# [WHAT YOU HAVE TO DO]
Which lines in the material below contain the word "white"? Pull out each of them and copy it unchanged.

# [DATASET RECORDS]
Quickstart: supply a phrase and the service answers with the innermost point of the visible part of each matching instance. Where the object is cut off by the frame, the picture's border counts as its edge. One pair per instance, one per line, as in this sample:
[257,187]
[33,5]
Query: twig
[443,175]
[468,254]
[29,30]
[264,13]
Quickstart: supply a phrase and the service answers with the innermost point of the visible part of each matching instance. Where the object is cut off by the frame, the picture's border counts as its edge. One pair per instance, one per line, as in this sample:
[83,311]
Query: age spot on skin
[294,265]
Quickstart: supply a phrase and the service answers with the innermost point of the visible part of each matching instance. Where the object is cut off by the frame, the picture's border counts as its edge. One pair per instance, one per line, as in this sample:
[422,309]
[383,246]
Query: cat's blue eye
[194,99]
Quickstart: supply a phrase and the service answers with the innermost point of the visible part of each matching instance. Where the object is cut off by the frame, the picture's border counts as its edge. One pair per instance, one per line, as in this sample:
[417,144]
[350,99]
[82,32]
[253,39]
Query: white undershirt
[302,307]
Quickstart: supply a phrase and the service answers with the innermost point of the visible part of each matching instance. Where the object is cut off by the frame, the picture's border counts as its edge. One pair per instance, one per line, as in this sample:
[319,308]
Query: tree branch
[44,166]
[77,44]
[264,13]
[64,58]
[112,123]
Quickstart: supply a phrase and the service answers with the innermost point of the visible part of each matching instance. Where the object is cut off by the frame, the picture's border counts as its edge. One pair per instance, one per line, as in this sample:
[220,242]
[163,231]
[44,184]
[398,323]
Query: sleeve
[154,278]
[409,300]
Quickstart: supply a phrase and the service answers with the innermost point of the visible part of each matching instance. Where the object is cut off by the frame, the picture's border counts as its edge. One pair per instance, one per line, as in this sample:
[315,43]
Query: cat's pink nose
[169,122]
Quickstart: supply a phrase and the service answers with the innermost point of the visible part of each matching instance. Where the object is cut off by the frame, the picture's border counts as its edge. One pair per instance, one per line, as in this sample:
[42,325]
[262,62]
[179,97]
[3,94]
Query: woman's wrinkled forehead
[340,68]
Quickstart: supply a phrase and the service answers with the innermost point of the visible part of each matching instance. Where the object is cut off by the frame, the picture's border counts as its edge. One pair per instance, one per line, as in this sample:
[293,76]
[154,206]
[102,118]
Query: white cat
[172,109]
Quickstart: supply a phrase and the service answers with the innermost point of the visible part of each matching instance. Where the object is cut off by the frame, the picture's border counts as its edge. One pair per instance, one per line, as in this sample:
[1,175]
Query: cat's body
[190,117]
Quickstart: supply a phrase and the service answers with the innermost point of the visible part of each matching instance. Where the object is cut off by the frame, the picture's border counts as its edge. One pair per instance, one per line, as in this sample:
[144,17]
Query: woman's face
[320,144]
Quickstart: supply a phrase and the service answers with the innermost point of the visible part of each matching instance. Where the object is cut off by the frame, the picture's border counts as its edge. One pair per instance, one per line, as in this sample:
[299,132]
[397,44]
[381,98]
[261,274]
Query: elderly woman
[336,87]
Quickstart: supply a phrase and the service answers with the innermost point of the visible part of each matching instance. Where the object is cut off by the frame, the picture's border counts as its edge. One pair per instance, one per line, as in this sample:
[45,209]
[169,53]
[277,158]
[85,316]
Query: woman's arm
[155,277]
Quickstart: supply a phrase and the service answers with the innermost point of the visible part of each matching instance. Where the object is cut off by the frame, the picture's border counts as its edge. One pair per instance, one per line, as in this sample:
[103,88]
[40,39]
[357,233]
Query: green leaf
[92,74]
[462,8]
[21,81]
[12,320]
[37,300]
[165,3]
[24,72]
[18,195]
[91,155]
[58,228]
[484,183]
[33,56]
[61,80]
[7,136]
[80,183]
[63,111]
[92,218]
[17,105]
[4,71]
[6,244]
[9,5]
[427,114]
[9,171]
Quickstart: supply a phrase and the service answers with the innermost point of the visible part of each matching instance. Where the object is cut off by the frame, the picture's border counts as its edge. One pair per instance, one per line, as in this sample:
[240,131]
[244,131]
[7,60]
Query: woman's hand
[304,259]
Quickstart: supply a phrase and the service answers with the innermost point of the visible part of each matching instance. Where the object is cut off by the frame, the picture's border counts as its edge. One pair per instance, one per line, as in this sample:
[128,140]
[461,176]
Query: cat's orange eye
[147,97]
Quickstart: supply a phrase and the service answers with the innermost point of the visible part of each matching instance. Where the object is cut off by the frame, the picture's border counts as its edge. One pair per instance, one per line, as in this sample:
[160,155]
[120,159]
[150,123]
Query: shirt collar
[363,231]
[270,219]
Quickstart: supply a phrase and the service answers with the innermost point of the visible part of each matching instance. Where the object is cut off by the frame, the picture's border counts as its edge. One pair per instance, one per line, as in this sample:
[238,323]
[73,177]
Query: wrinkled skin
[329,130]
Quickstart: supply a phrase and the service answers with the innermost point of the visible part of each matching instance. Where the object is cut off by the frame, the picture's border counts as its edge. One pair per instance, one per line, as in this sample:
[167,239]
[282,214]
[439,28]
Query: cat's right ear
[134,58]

# [FINAL RESULT]
Query: white undershirt
Query: white cat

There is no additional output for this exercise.